# [Yapılacak iş]
Kadınlarda cinsel işlev bozukluğu konulu metne göre aşağıdaki üç ifadenin metinle uyuşup uyuşmadığını lütfen evet ya da hayır ile belirtin ve her biri için kararı veren sözleri metinden aynen alıntılayın.
1. Tanıda en önemli basamak, hastanın yakınmalarının ayrıntılı öyküsüdür.
2. Ultrasonografi, başvurulan ilk tetkikler arasındadır.
3. Yeni tedavi yöntemleri üzerindeki çalışmalar tamamlanmıştır.

# [Alıntılanan metin]
Kadınlarda cinsel işlev bozukluğu olup olmadığı nasıl anlaşılır?
Cinsel işlev bozukluğu, ancak yapılan muayene ve testlerle teşhis edilebilir. Bu yüzden, bu alanda uzmanlaşmış sağlık ekibine başvurarak problemi anlatmak ve tedavi arayışına girmek en doğrusudur. Teşhis ve tedaviyi etkilememek için sorun açıkça anlatılmalı ve hiçbir bilgi saklanmamalıdır. Hastadan edinilen bilgiler ve fizik muayene ne teşhis konabilse de, bazı testler yapılması gerekebilir.
TANI
Tanıda en önemli basamak hastanın yakınmalarının ayrıntılı öyküsüdür. Bu sorgulama sonucu cinsel eğitim düzeyi, kendini nasıl algıladığı, eşi hakkındaki düşünceleri, cinsel fonksiyon bozukluğuna yol açabilecek deneyimleri ve geçirdiği hastalıkları öğrenilmelidir. Bir kadın veya erkek sadece belli bir eşe bağlı cinsel fonksiyon bozuklukları yaşayabilir. İlaç, alkol ve madde bağımlılığı varsa not edilmelidir. Cinsel organların hastalıkları(iltihabi hastalıklar, apseler),ameliyatları(rahim ameliyatları, vajinal ameliyatlar), menapoza bağlı vajinada küçülme ve darlıklar varsa belirlenmelidir.
İlk aşamada yapılan tetkikler
Cinsel işlev bozukluğu şikayeti ile başvuran hastaya tam fizik muayene ve psikososyal değerlendirme yapıldıktan sonra, uluslararası ortak kullanılan şikayetlere yönelik cinsel işlev sorgulaması ve daha sonraki aşamada tanı amaçlı çalışmalar yapılır.
idrar ve tam kan tahlili (kan şekeri, kreatinin, kolesterol, trigliserid, karaciğer enzimleri gibi), hormon düzeyleri (FSH, LH; Ostradiol, Testosteron gibi) başvurulan ilk tetkiklerdir. Sonrasında ise gerek görüldüğü takdirde Ultrasonografi, Vajinal PH ölçümü gibi ileri tetkiklere de başvurulur.
Kadınlarda cinsel işlev bozukluğu tedavisi
Sebebe ve hastanın genel durumuna göre belirlenen ilaç veya vakum gibi cihazlı terapilerden, psikoterapiye kadar uzanan bir tedavi yelpazesi vardır. Yeni tedavi yöntemleri üzerinde çalışmalar sürmektedir.

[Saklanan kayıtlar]
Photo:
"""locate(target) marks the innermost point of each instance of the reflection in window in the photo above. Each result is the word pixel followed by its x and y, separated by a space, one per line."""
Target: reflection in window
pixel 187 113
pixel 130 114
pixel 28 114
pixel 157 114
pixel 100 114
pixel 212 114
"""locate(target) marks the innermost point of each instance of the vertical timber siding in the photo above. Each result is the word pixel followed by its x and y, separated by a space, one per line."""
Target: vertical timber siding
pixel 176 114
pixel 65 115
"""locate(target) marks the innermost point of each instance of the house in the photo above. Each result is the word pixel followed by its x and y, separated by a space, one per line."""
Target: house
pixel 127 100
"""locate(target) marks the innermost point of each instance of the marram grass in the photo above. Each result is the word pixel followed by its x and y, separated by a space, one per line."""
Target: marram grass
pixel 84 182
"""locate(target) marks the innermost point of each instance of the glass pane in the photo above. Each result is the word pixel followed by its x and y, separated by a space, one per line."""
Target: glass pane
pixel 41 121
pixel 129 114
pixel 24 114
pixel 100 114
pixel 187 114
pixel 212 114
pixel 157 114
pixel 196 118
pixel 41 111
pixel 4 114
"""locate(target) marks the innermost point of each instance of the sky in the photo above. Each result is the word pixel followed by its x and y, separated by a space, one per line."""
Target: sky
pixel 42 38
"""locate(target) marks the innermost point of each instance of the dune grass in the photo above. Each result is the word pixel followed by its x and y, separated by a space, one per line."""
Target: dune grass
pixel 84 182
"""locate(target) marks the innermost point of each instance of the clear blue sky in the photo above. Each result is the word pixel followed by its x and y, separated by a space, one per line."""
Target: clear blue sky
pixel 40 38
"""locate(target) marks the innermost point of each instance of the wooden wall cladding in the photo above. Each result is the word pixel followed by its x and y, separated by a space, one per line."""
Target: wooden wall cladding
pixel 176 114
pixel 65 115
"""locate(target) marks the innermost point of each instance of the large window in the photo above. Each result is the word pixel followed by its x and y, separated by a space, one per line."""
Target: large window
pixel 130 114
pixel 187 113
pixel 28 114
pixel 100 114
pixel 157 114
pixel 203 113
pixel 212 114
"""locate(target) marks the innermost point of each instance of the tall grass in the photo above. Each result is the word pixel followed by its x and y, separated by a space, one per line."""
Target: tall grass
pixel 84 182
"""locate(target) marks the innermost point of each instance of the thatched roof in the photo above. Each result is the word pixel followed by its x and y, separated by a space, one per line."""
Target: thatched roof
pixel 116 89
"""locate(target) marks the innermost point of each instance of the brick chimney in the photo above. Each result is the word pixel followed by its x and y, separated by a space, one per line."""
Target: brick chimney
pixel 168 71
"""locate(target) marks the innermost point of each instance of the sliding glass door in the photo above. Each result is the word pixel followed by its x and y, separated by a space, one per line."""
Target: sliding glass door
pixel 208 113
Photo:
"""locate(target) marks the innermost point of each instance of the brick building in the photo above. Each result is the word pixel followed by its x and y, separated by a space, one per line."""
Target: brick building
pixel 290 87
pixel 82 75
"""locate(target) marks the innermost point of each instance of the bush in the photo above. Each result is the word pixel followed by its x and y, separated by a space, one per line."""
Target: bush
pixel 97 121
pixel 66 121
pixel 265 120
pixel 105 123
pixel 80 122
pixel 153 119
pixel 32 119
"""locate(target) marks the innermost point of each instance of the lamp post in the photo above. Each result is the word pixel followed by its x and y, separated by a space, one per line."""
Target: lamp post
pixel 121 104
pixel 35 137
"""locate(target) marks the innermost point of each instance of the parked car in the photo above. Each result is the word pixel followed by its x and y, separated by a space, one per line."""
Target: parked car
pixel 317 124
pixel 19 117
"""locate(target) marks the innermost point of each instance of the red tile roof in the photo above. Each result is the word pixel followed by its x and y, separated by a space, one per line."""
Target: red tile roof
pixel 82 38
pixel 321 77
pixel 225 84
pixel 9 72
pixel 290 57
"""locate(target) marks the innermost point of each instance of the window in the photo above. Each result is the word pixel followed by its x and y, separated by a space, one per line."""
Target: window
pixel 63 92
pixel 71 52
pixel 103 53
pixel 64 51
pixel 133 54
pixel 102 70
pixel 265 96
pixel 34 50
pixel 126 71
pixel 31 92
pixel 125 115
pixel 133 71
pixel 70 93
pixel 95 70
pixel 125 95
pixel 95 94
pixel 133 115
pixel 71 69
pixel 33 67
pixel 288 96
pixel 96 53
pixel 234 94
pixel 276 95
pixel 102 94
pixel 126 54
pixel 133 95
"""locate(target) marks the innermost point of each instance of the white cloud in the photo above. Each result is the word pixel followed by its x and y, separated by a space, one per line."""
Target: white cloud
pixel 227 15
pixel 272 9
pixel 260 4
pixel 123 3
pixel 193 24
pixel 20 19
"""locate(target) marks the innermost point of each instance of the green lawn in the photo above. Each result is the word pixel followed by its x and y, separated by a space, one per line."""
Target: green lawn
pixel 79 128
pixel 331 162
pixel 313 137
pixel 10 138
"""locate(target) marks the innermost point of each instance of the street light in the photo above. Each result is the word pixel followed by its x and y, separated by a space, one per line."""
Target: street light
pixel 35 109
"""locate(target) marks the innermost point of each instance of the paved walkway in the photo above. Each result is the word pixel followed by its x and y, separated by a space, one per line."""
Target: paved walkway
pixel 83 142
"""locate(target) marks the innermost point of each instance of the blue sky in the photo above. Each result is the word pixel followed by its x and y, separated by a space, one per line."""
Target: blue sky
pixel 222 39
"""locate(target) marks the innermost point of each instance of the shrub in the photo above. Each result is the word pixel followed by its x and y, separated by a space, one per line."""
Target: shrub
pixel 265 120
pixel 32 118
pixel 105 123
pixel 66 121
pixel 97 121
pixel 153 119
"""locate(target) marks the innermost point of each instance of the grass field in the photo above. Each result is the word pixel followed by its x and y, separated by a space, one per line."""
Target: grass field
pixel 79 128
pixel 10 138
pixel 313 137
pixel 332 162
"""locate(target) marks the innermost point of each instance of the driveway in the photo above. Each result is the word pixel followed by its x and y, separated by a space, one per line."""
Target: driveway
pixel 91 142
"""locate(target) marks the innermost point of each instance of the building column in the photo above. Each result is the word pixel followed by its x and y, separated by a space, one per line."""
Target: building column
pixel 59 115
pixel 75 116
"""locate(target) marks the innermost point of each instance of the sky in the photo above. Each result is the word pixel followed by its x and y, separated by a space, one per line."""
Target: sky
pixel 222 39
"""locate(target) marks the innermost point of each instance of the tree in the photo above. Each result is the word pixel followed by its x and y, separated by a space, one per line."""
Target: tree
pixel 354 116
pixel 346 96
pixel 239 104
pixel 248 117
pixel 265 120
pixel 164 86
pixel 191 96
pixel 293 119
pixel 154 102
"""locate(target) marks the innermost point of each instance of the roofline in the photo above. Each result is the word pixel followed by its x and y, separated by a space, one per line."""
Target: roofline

# [Sonuç]
1. Evet: "Tanıda en önemli basamak hastanın yakınmalarının ayrıntılı öyküsüdür."
2. Hayır: "Sonrasında ise gerek görüldüğü takdirde Ultrasonografi, Vajinal PH ölçümü gibi ileri tetkiklere de başvurulur."
3. Hayır: "Yeni tedavi yöntemleri üzerinde çalışmalar sürmektedir."